- **YOUR TASKS**:
1: In the article on insulin resistance and diabetic nephropathy, how many of the 658 enrolled adults had no nephropathy at baseline?
2: Copy everything in the insulin resistance article from "Of 658 adults" down to "blood glucose levels.".

- **PAGE TEXT**:
□ □ □
Insulin Resistance Best Predictor of Diabetic Nephropathy

Laurie Barclay, MD

August 30, 2002

Sept. 3, 2002 — Insulin resistance is most predictive of diabetic nephropathy in the long-term, according to the results of a 10-year prospective study published in the September issue of Kidney International. Blood pressure and lipids were only predictive of nephropathy in the short-term. Type 1 diabetics without insulin resistance therefore appear to have a low risk of kidney disease, and the secret to preventing nephropathy appears to be through lifestyle changes that can help prevent insulin resistance.

"Kidney disease is a major lethal complication for people with diabetes, particularly those with type 1 diabetes, and until now there has been no clear explanation for its cause beyond blood sugar itself," lead author Trevor Orchard, MBBCh, MMedSci, from the University of Pittsburgh Graduate School of Public Health in Pennsylvania, says in a news release. "We now suspect that reducing or preventing insulin resistance, possibly through exercise, weight loss and drugs, may help people with type 1 diabetes avoid nephropathy."

Of 658 adults with type 1 diabetes enrolled in the Pittsburgh Epidemiology of Diabetes Complication Study, 485 did not have nephropathy at baseline. To measure insulin resistance, the investigators used a novel calculation based on waist-to-hip ratio, hypertension status, and long-term blood glucose levels.

"Although our measure of insulin resistance is an estimate based on easier-to-measure factors, it is strongly correlated with the gold standard — euglycemic clamp studies — and clearly stands out as the leading predictor of kidney disease in this study," Orchard says.
□ □ □
- **PROVIDED DATA**:

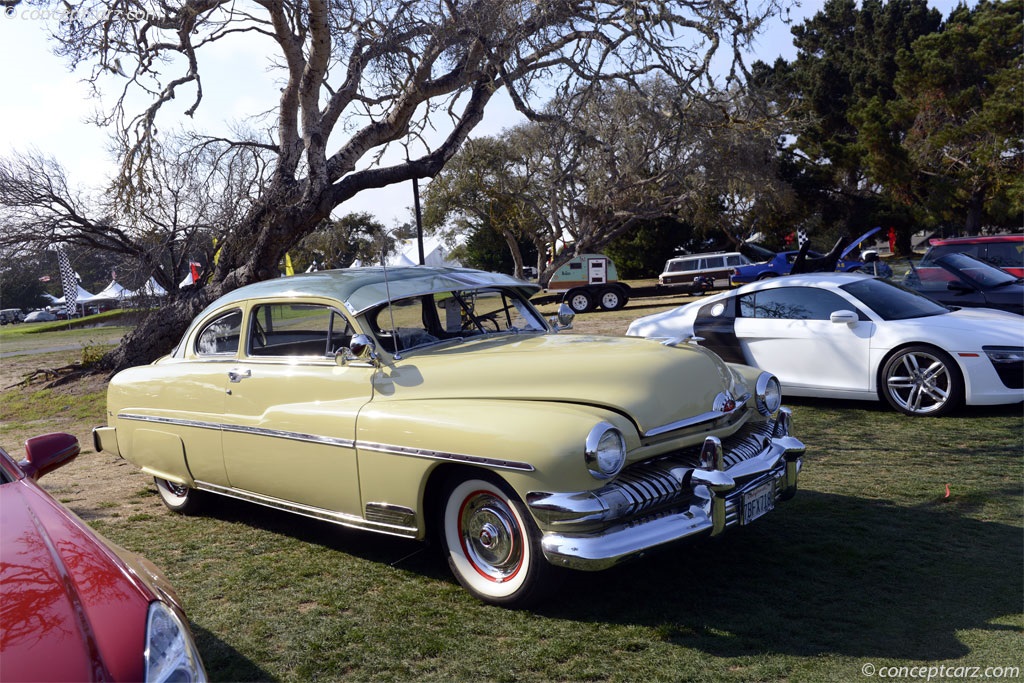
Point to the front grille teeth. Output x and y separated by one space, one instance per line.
650 483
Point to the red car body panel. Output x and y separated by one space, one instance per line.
1006 251
71 608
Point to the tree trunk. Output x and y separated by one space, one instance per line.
975 209
158 333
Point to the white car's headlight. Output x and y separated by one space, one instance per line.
768 394
170 652
605 452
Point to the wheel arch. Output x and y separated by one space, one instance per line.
433 493
881 366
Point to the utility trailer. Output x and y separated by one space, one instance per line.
591 281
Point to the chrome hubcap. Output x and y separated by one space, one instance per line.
491 537
920 383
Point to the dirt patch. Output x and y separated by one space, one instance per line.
95 485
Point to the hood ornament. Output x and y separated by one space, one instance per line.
724 402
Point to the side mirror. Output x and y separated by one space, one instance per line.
844 317
360 348
562 319
957 286
47 453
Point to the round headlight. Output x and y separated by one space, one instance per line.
769 394
605 452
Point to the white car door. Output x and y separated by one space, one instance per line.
787 331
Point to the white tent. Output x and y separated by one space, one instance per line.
407 252
151 289
113 292
82 294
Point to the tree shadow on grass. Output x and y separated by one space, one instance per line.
824 574
223 663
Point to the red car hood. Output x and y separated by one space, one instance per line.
70 608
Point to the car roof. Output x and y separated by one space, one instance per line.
807 280
361 289
976 240
704 254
□ □ □
- **ANSWERS TO THE TASKS**:
1: 485

2:
Of 658 adults with type 1 diabetes enrolled in the Pittsburgh Epidemiology of Diabetes Complication Study, 485 did not have nephropathy at baseline. To measure insulin resistance, the investigators used a novel calculation based on waist-to-hip ratio, hypertension status, and long-term blood glucose levels.